Exercise goal:
All that is wanted is the lines from the first line of the listing below through the line containing "Target: small white mushroom stalk", written out exactly with pictures left out.

Input data:
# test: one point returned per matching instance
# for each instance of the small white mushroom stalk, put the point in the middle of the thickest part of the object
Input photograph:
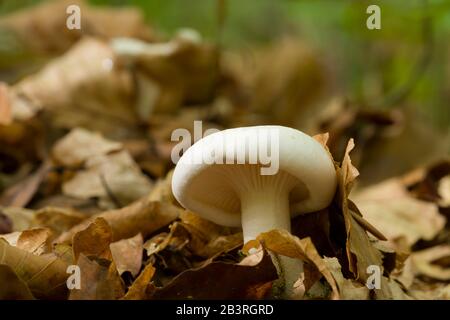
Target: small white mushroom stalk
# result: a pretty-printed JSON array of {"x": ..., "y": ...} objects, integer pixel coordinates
[{"x": 264, "y": 207}]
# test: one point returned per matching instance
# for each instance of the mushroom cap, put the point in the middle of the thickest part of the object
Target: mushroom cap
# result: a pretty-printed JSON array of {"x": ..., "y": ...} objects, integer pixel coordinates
[{"x": 210, "y": 189}]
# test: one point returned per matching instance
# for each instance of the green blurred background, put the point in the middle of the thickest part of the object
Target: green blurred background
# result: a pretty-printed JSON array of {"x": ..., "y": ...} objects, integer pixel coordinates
[{"x": 406, "y": 62}]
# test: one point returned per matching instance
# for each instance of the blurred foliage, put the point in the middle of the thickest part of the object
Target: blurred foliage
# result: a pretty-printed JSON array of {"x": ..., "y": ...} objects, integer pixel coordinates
[{"x": 371, "y": 64}]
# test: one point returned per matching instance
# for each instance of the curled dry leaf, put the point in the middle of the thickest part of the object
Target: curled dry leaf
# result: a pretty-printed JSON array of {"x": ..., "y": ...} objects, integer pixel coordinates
[
  {"x": 425, "y": 262},
  {"x": 21, "y": 193},
  {"x": 115, "y": 179},
  {"x": 143, "y": 216},
  {"x": 141, "y": 288},
  {"x": 20, "y": 218},
  {"x": 127, "y": 254},
  {"x": 83, "y": 83},
  {"x": 52, "y": 36},
  {"x": 389, "y": 207},
  {"x": 35, "y": 241},
  {"x": 360, "y": 251},
  {"x": 235, "y": 282},
  {"x": 348, "y": 289},
  {"x": 45, "y": 275},
  {"x": 94, "y": 240},
  {"x": 182, "y": 70},
  {"x": 283, "y": 243},
  {"x": 5, "y": 107},
  {"x": 58, "y": 220},
  {"x": 13, "y": 288},
  {"x": 80, "y": 145},
  {"x": 444, "y": 191},
  {"x": 99, "y": 280},
  {"x": 5, "y": 223}
]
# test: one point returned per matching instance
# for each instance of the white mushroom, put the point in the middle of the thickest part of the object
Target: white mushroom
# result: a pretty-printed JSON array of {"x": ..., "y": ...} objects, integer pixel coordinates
[{"x": 258, "y": 177}]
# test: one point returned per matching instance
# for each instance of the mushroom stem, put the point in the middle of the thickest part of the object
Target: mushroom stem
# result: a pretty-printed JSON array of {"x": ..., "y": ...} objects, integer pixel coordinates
[{"x": 264, "y": 209}]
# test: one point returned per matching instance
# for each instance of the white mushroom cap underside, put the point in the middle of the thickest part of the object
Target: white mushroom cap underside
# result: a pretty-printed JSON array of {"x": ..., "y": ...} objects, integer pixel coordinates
[{"x": 212, "y": 190}]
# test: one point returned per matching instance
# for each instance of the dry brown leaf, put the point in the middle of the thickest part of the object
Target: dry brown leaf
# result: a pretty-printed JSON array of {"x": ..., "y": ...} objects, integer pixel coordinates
[
  {"x": 169, "y": 74},
  {"x": 21, "y": 218},
  {"x": 44, "y": 275},
  {"x": 5, "y": 223},
  {"x": 19, "y": 194},
  {"x": 99, "y": 280},
  {"x": 423, "y": 262},
  {"x": 348, "y": 289},
  {"x": 139, "y": 288},
  {"x": 83, "y": 84},
  {"x": 94, "y": 240},
  {"x": 58, "y": 220},
  {"x": 286, "y": 244},
  {"x": 115, "y": 179},
  {"x": 5, "y": 107},
  {"x": 13, "y": 288},
  {"x": 53, "y": 36},
  {"x": 80, "y": 145},
  {"x": 444, "y": 191},
  {"x": 390, "y": 208},
  {"x": 127, "y": 254},
  {"x": 35, "y": 241},
  {"x": 143, "y": 216},
  {"x": 235, "y": 282}
]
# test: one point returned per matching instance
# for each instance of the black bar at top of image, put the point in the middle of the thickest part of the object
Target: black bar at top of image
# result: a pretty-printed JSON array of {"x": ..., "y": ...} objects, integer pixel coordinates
[{"x": 195, "y": 309}]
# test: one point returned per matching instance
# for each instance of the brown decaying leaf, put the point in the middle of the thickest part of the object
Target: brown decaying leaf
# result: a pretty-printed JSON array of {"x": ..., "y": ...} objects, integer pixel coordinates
[
  {"x": 53, "y": 36},
  {"x": 94, "y": 240},
  {"x": 45, "y": 275},
  {"x": 389, "y": 207},
  {"x": 5, "y": 223},
  {"x": 21, "y": 218},
  {"x": 5, "y": 107},
  {"x": 79, "y": 145},
  {"x": 22, "y": 192},
  {"x": 99, "y": 280},
  {"x": 113, "y": 178},
  {"x": 56, "y": 219},
  {"x": 141, "y": 289},
  {"x": 235, "y": 282},
  {"x": 348, "y": 289},
  {"x": 13, "y": 288},
  {"x": 143, "y": 216},
  {"x": 424, "y": 262},
  {"x": 34, "y": 240},
  {"x": 286, "y": 244},
  {"x": 127, "y": 254}
]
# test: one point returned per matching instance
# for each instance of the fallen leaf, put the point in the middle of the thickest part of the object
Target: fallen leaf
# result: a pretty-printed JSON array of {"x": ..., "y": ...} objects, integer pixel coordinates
[
  {"x": 94, "y": 240},
  {"x": 13, "y": 288},
  {"x": 139, "y": 288},
  {"x": 142, "y": 216},
  {"x": 44, "y": 275},
  {"x": 113, "y": 178},
  {"x": 80, "y": 145},
  {"x": 99, "y": 280},
  {"x": 5, "y": 108},
  {"x": 127, "y": 254},
  {"x": 20, "y": 194},
  {"x": 348, "y": 289},
  {"x": 235, "y": 281},
  {"x": 286, "y": 244},
  {"x": 423, "y": 262},
  {"x": 390, "y": 208}
]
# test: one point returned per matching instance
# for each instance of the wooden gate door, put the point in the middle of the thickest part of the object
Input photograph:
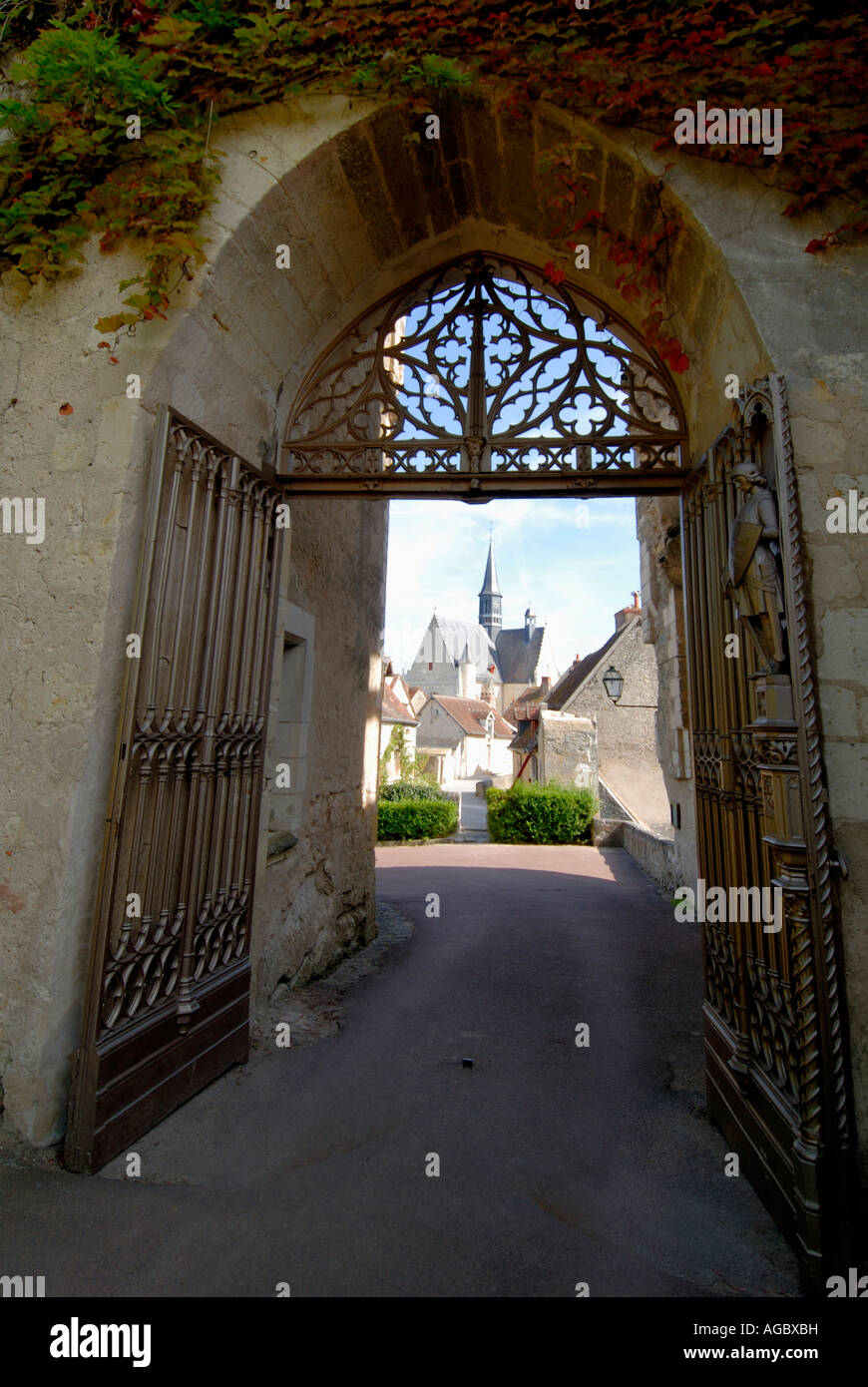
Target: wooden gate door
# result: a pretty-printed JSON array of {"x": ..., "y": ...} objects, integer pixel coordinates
[
  {"x": 775, "y": 1045},
  {"x": 168, "y": 991}
]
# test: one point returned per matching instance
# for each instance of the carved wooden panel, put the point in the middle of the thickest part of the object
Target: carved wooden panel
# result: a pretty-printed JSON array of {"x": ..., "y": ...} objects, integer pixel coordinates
[
  {"x": 168, "y": 993},
  {"x": 774, "y": 1027}
]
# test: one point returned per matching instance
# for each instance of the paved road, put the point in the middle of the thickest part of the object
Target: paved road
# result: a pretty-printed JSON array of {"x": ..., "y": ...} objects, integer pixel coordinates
[{"x": 556, "y": 1163}]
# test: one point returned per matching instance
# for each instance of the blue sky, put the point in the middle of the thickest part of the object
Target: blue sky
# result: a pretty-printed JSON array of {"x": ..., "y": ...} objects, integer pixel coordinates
[{"x": 575, "y": 577}]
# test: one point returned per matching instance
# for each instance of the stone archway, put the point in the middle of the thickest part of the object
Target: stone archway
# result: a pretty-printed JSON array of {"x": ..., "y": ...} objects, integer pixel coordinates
[{"x": 362, "y": 210}]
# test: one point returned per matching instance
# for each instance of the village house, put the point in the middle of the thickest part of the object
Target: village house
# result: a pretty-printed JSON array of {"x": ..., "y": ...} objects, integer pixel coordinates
[
  {"x": 465, "y": 659},
  {"x": 576, "y": 732},
  {"x": 398, "y": 725},
  {"x": 463, "y": 736}
]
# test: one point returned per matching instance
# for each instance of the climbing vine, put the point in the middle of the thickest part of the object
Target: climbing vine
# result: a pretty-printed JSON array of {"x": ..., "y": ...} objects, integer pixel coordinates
[{"x": 75, "y": 72}]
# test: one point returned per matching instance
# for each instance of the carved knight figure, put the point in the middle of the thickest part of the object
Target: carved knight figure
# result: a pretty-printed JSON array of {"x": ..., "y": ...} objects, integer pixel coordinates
[{"x": 751, "y": 576}]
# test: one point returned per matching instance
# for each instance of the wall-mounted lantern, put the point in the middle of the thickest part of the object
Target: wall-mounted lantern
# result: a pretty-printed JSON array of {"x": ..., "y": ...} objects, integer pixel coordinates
[{"x": 613, "y": 683}]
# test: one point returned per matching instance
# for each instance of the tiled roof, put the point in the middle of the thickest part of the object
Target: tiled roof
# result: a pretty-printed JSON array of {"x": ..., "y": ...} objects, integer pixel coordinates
[
  {"x": 394, "y": 710},
  {"x": 518, "y": 708},
  {"x": 470, "y": 714},
  {"x": 580, "y": 671}
]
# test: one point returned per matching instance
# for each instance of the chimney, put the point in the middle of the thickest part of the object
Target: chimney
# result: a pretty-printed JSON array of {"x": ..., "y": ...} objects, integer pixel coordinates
[{"x": 625, "y": 615}]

Response to this task:
# test: one point returned per matching instance
# for each instance of the small white mushroom stalk, put the point in the middle of the thickest part of the object
Input photograph:
Target: small white mushroom stalk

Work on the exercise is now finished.